[Provided text]
Trusts and Monopolies
Corporations such as Standard Oil dominated their industries. The formation of monopolistic trusts extended beyond oil to sugar, whiskey, and lead. After the Sugar Trust was ruled illegal in 1891, Henry Osborne Havemeyer and Theodore A. Havemeyer were elected chairman and president, respectively, of the American Sugar Refining Company, which in May 1896 became one of the original twelve companies listed in the Dow Jones Industrial Average. After absorbing the E.C. Knight Company and others, it controlled ninety-eight percent of sugar refining in America, surviving a Supreme Court antitrust challenge in 1895.
Immigration and Urbanization
Urban centers swelled with immigrants, especially from Southern and Eastern Europe, creating labor surpluses fueling industrial growth and significantly transforming regional culture. Nearly a quarter of the Canadian population emigrated southward to the U.S. between 1871 and 1896, reshaping the demographics further.
Public Health Challenges
Massive immigration and urban growth intensified public health crises. Infectious diseases caused severe fatalities, with an estimated twenty-five to thirty-three percent mortality among European immigrants to Canada before 1891. Cholera outbreaks, notably in Chicago in 1854, underscored ongoing urban health vulnerabilities.
Cultural and Social Shifts
The late nineteenth century saw heightened narcotic consumption, particularly opium. By 1896, American addiction peaked at over three hundred thousand individuals. Sensationalist media coverage by publishers like William Randolph Hearst fueled xenophobic fears, associating narcotic use with immigrants and criminals, prompting early narcotics regulation.
Intellectual and Cultural Trends
Robert G. Ingersoll, known as "the great agnostic," popularized scientific rationalism, humanism, and higher criticism of religious texts. His compelling lectures attracted national attention, influencing public discourse with intellectual vigor and challenging established orthodoxies.
Hudson River School artists, including John Frederick Kensett, George Inness, and Frederick Edwin Church, reached the zenith of their influence, romanticizing American landscapes and reinforcing the cultural identity rooted in the natural environment.
[/Provided text]
[Records shown]
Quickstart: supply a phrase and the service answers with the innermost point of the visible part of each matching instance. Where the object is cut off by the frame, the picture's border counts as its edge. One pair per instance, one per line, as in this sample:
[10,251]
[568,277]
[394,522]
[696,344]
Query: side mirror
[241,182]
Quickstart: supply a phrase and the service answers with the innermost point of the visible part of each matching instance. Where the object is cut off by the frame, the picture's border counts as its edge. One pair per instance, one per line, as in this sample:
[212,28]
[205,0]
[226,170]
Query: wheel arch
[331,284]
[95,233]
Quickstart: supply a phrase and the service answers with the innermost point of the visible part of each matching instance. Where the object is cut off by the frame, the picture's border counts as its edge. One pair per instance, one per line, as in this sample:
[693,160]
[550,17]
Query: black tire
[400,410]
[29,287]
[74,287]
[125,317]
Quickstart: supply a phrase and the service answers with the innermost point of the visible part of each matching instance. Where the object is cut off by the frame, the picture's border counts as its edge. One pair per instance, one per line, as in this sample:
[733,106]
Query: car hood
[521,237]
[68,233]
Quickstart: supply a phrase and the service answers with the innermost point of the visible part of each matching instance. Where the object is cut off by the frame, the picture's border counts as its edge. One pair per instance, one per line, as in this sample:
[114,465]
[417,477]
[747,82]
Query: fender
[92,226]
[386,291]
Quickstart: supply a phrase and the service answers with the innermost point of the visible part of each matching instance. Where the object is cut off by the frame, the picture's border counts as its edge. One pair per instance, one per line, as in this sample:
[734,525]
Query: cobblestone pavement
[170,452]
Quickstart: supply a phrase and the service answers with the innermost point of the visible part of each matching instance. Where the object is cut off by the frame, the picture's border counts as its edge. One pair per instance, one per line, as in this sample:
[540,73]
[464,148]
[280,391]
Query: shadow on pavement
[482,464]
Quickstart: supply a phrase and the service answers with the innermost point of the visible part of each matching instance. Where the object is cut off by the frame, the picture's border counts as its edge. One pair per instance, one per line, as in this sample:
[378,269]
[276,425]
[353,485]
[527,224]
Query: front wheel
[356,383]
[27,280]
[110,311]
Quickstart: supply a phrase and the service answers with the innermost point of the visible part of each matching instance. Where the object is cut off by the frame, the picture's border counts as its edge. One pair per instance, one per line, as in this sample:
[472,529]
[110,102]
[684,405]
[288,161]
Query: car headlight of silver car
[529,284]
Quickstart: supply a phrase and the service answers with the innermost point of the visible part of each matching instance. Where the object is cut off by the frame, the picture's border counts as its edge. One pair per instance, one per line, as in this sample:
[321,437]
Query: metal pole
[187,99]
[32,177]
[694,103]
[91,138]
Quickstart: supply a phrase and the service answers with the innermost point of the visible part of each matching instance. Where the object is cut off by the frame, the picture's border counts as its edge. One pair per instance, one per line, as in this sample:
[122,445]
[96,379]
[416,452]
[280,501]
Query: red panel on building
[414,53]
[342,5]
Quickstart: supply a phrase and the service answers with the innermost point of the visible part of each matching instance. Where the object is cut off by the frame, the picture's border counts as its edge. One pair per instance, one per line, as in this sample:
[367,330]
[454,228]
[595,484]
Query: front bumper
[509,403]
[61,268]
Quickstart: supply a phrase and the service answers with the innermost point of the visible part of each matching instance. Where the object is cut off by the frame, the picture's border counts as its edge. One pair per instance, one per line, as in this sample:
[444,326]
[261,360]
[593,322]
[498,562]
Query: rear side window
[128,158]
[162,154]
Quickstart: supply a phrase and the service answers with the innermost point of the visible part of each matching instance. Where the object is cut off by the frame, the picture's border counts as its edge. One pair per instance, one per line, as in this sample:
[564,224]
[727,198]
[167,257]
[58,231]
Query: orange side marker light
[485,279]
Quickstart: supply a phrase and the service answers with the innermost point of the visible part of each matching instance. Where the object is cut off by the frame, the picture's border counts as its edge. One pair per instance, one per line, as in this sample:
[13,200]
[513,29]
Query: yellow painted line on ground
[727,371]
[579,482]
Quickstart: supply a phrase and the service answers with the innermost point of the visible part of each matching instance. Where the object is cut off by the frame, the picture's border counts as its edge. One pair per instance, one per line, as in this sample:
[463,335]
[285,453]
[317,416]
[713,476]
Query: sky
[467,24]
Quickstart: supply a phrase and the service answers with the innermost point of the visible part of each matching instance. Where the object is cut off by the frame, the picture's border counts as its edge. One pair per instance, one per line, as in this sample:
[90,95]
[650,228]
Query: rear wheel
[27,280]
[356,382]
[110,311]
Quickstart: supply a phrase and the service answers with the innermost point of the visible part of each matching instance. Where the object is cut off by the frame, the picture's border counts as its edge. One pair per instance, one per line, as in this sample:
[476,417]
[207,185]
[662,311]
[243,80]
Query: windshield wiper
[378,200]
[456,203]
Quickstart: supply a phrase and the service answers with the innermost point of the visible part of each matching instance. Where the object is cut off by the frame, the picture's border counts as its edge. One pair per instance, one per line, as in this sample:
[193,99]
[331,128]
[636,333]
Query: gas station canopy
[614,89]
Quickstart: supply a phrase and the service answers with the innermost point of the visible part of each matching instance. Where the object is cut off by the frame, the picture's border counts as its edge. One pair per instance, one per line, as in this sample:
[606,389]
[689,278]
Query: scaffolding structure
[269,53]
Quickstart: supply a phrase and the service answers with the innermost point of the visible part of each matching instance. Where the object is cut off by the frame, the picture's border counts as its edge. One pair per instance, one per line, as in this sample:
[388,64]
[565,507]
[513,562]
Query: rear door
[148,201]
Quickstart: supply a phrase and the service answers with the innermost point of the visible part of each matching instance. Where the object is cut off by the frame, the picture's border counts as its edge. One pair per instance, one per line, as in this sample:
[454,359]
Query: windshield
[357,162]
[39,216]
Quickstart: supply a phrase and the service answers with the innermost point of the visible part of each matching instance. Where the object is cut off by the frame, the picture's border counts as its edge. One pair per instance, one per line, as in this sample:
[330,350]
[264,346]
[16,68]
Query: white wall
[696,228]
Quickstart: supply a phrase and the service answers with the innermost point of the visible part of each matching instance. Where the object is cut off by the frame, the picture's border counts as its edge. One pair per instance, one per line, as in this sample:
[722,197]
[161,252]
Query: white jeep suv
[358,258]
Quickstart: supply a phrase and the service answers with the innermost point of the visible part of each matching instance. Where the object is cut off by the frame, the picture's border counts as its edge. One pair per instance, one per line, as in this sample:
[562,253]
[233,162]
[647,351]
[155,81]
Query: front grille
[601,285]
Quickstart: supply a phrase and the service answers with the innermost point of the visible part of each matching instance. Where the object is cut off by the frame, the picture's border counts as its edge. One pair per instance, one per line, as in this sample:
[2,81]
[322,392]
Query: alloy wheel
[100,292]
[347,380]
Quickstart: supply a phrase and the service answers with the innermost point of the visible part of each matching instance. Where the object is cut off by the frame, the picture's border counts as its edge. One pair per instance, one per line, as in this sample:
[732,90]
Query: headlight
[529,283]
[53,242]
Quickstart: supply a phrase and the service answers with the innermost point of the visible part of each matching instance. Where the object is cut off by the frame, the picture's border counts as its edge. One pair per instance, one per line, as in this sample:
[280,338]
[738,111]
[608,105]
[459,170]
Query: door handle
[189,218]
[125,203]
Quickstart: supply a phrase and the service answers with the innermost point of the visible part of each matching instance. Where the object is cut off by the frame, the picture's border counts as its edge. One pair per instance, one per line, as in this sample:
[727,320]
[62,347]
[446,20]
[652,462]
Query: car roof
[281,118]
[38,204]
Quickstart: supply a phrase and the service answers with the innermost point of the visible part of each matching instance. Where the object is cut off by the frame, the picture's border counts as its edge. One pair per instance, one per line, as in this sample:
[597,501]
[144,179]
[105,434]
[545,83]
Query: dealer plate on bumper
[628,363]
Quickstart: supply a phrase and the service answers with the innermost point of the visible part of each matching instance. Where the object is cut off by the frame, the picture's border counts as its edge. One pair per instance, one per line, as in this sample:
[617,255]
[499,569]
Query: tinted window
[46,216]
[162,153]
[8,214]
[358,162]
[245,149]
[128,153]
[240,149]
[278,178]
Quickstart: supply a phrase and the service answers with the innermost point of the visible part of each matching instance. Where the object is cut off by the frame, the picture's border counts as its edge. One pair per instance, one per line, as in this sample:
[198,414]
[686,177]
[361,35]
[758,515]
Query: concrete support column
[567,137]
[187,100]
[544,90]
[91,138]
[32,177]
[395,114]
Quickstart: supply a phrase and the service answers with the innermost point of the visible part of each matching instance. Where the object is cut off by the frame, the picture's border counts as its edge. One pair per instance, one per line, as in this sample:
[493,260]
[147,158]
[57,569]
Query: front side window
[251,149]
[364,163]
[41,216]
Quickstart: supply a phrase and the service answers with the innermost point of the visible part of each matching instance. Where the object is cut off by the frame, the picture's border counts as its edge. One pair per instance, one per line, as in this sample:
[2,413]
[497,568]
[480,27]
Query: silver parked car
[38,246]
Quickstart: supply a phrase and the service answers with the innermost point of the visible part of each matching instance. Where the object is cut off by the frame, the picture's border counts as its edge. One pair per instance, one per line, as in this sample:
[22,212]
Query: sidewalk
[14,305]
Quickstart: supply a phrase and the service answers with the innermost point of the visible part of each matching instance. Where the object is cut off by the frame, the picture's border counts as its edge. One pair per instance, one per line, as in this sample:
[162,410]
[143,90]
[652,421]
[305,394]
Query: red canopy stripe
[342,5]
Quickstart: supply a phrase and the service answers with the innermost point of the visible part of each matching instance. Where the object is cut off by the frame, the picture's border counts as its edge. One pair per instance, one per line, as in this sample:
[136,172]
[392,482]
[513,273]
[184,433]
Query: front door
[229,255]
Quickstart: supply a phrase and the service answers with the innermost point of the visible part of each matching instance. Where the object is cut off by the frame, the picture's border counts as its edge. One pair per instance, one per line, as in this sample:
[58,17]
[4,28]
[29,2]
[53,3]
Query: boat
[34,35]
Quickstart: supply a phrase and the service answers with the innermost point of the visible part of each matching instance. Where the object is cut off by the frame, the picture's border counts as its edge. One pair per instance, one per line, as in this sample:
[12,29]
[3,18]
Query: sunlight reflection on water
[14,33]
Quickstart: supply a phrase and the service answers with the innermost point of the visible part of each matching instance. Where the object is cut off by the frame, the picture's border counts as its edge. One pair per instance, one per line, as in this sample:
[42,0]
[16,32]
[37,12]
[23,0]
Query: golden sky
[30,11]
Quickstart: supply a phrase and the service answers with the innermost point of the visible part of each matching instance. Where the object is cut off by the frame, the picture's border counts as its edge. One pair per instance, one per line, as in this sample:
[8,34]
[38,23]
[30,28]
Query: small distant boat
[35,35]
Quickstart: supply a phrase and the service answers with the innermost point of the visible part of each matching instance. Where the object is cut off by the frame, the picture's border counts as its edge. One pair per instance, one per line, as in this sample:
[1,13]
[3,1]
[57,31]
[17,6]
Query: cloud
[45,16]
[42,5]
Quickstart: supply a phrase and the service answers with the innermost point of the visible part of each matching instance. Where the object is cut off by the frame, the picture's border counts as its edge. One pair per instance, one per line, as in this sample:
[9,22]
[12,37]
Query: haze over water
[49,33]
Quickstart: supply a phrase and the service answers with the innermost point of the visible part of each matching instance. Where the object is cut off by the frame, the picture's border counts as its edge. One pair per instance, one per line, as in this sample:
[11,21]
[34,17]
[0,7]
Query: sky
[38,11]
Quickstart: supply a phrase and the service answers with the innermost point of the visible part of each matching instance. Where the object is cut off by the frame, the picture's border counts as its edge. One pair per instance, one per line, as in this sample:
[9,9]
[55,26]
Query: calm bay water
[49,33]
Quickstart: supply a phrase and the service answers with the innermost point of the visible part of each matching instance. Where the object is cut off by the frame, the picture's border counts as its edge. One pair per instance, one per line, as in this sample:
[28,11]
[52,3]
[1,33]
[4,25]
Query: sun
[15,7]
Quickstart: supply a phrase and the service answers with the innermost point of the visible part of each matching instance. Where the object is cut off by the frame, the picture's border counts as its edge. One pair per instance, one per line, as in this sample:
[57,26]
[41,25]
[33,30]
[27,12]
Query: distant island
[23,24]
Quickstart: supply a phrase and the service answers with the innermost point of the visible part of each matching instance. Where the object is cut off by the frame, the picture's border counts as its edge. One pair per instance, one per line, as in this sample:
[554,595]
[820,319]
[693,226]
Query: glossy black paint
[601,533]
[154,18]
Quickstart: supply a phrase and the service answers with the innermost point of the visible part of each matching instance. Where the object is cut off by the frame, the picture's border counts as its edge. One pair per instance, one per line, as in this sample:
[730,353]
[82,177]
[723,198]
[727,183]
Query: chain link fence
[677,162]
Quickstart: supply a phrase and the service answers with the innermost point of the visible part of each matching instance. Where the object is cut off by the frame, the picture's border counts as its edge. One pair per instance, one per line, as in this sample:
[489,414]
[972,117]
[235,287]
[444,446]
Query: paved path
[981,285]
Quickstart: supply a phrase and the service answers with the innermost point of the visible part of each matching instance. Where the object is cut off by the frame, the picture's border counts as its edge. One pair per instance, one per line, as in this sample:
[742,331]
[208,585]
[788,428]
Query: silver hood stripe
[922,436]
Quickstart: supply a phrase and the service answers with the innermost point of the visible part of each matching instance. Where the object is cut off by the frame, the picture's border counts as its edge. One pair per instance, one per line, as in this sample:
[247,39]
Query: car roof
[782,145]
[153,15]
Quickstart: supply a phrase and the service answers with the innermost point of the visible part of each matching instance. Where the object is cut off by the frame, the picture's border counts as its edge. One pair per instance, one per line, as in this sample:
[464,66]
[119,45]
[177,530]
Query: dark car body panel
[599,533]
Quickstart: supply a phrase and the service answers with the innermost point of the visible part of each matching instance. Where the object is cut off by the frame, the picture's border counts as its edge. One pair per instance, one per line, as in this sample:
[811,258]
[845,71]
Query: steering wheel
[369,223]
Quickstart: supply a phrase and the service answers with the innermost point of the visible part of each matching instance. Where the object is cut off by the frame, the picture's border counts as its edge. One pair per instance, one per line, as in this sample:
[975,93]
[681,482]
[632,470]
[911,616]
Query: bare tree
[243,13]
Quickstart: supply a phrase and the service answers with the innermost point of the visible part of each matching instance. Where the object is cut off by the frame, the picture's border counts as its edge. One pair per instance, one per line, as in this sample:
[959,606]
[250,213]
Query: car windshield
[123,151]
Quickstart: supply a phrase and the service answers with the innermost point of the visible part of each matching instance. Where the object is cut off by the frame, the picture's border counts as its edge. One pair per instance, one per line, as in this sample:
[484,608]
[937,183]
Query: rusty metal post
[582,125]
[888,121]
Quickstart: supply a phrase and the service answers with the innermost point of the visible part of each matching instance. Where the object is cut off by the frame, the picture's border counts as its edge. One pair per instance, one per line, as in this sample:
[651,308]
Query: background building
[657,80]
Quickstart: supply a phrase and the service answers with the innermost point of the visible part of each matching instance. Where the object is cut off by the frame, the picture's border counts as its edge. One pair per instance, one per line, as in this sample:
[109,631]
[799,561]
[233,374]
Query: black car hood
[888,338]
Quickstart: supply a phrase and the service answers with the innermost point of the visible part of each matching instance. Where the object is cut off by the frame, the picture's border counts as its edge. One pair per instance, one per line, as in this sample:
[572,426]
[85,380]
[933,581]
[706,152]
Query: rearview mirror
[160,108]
[/Records shown]
=== Questions to answer ===
**a.** List every person named in the historical overview of late nineteenth-century America.
**b.** Extract the passage of the historical overview between "Public Health Challenges" and "early narcotics regulation.", inclusive, word for word.
**c.** Continue the historical overview of late nineteenth-century America from its final sentence onward.

=== Written answers ===
**a.**
Henry Osborne Havemeyer
Theodore A. Havemeyer
William Randolph Hearst
Robert G. Ingersoll
John Frederick Kensett
George Inness
Frederick Edwin Church

**b.**
Public Health Challenges
Massive immigration and urban growth intensified public health crises. Infectious diseases caused severe fatalities, with an estimated twenty-five to thirty-three percent mortality among European immigrants to Canada before 1891. Cholera outbreaks, notably in Chicago in 1854, underscored ongoing urban health vulnerabilities.
Cultural and Social Shifts
The late nineteenth century saw heightened narcotic consumption, particularly opium. By 1896, American addiction peaked at over three hundred thousand individuals. Sensationalist media coverage by publishers like William Randolph Hearst fueled xenophobic fears, associating narcotic use with immigrants and criminals, prompting early narcotics regulation.

**c.**
Fashion shifted toward more relaxed, country-inspired attire, with Norfolk jackets and knickerbockers—named after Washington Irving's fictional Dutch family—becoming popular among men.
Political Dynamics
Presidential elections reflected shifting political landscapes and changing cultural norms. Benjamin Harrison, notable for his full beard, defeated mustachioed incumbent Grover Cleveland in 1888. However, Cleveland reclaimed the presidency in 1892, overcoming Harrison and Populist candidate James A. Weaver. In 1896, clean-shaven Republican William McKinley defeated similarly beardless Democrat and Populist William Jennings Bryan, reflecting evolving political and social attitudes.
Legacy of the Era (1888–1899 CE)
This transformative period, marked by powerful industrial leaders, massive immigration, evolving cultural practices, and shifting political alliances, established a framework that profoundly shaped Northeastern North America's socioeconomic and cultural landscapes for decades to follow.
George Inness' mystical view of nature has intensified over the years.
His luminous, atmospheric landscapes now dissolve into shimmering color, magnificent in itself and no longer supported by formal construction.
In The Home of the Heron (1893; Edward B. Butler Collection/Art Institute of Chicago) painted when Inness is sixty-eight, he uses subtle tonal variety to suggest a hazy atmosphere; the overlapping veils of color unite earth and sky and underscore the harmony of the universe—a tenet central to Swedenborgianism, the belief system to which he adheres.